포인트 라벨링 데이터셋 발췌

§ §

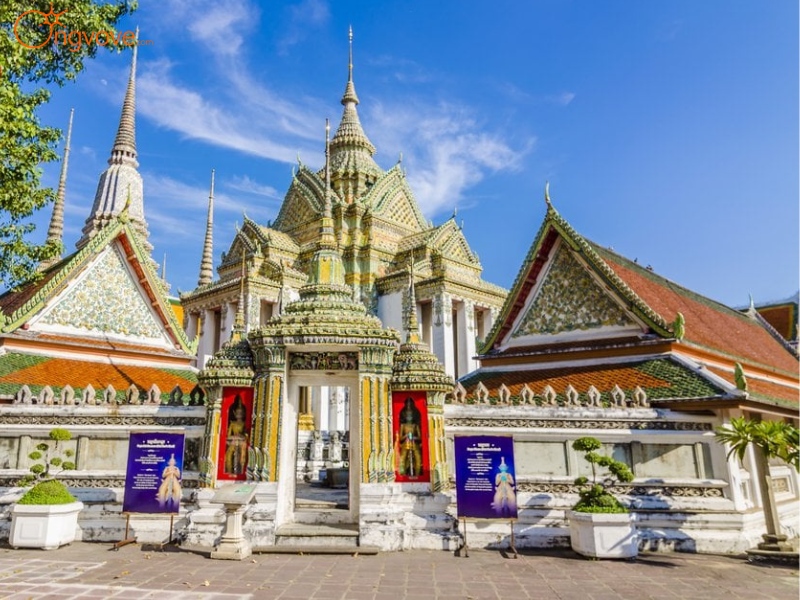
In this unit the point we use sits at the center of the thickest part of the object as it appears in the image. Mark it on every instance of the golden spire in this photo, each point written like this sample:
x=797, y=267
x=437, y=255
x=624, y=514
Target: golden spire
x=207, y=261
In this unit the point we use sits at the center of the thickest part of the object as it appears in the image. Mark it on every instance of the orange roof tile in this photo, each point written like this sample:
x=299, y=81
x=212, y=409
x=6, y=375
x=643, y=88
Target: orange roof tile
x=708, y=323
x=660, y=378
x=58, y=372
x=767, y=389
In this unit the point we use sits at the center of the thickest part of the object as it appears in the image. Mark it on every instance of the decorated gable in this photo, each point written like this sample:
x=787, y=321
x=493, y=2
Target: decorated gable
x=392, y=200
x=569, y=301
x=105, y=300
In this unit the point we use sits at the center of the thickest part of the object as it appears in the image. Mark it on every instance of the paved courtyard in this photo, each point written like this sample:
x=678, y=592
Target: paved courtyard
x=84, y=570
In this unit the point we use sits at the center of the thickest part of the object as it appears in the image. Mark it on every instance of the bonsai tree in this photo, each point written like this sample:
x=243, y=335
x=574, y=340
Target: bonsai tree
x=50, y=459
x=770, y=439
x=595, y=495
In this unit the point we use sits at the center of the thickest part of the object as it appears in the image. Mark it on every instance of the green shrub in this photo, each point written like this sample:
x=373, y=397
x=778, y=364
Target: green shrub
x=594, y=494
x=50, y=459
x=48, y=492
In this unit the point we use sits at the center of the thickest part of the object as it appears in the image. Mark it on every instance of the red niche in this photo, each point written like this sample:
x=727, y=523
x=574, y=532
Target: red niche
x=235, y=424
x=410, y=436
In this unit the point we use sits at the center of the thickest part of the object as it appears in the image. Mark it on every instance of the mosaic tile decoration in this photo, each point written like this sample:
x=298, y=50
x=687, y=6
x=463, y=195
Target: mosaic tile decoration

§ §

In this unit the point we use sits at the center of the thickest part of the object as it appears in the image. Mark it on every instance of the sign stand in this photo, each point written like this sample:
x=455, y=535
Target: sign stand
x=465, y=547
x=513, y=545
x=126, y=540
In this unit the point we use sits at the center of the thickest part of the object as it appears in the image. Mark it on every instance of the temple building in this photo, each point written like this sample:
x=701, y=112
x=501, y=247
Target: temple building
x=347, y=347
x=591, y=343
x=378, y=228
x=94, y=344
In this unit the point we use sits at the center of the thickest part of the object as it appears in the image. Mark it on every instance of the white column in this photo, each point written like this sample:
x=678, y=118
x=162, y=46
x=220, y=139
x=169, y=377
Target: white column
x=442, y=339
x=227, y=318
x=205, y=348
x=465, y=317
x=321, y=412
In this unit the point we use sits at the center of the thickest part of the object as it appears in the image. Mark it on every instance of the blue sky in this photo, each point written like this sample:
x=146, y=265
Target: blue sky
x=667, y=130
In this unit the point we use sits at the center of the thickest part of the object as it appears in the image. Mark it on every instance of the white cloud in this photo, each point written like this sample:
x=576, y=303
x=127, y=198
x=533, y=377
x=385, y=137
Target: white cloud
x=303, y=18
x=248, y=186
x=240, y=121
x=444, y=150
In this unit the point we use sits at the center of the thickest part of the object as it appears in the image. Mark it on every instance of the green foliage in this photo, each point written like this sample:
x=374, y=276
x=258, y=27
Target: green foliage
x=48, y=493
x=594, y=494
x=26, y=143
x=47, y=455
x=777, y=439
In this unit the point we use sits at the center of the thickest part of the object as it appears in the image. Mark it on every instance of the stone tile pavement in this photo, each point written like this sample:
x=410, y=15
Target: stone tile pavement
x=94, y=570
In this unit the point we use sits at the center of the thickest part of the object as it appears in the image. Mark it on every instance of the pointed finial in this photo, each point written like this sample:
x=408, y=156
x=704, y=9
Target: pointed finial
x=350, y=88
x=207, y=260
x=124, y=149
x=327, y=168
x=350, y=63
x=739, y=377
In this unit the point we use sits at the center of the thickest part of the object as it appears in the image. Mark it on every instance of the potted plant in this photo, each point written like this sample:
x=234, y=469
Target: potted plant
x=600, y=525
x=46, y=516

§ §

*주어진 요청*
위 자료에서 "of the potted" 문구가 있는 줄부터 "x=46, y=516" 문구가 있는 줄까지, 두 줄을 포함해 그 부분만 다시 써 주세요. "potted plant" 표현은 "flowerpot" 표현으로 바꾸고 나머지는 그대로 두세요.

*답변*
In this unit the point we use sits at the center of the thickest part of the object as it appears in the image. Mark it on every instance of the flowerpot in this photo, each point written like this sample:
x=234, y=469
Target: flowerpot
x=600, y=525
x=46, y=516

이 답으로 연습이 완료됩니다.